## LISTED ENTRIES
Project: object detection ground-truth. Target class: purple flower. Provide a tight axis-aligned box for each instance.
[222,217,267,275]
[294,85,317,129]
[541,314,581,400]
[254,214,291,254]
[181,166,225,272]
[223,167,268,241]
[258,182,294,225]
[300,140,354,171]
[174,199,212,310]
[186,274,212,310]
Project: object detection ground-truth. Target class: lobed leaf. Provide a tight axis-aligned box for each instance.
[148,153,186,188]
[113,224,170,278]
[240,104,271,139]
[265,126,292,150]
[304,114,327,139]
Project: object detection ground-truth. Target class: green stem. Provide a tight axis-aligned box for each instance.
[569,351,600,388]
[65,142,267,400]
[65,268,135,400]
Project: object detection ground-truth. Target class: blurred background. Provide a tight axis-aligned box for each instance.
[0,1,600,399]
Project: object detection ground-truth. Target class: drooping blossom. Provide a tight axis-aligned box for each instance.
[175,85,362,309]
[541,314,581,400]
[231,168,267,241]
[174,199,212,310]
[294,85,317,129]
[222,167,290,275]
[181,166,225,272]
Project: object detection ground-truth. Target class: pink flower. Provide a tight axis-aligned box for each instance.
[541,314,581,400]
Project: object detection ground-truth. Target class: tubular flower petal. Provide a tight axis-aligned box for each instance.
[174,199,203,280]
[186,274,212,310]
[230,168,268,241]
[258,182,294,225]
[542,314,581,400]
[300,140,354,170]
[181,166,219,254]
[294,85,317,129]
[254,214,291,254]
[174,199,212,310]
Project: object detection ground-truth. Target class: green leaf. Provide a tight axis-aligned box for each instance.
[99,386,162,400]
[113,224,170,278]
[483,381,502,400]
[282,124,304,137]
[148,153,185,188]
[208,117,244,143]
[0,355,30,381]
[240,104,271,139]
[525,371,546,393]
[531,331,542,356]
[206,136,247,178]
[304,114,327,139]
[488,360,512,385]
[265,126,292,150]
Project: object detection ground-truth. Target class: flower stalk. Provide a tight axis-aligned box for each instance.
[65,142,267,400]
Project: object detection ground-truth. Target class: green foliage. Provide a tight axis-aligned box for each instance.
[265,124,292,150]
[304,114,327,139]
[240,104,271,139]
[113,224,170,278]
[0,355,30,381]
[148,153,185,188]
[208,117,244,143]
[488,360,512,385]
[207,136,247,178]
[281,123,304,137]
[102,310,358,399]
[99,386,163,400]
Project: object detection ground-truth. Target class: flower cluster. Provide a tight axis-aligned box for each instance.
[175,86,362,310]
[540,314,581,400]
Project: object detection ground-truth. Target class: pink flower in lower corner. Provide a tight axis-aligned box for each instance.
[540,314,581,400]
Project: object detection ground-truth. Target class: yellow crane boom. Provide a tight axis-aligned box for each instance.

## DIRECTION
Reproduce verbatim the lines from the one containing "class: green foliage." through the end of the lines.

## TASK ANSWER
Project: object detection ground-truth. Target class: green foliage. Provide a tight axis-aligned box for each instance.
[265,124,292,150]
[304,114,327,139]
[240,104,271,139]
[113,224,170,278]
[0,355,30,381]
[148,153,185,188]
[208,117,244,143]
[488,360,512,385]
[207,136,247,178]
[281,123,304,137]
[102,310,358,399]
[99,386,163,400]
Project: object detection ground-truth. Target class: flower cluster. Provide a tight axis-aligned box for each instance.
[175,86,362,310]
[540,314,581,400]
Project: object detection ground-truth. Target class: pink flower in lower corner. Provide a tight axis-aligned box for each instance.
[540,314,581,400]
Project: object detection ground-truth. Target class: yellow crane boom. Provide a tight axis-aligned box for each instance.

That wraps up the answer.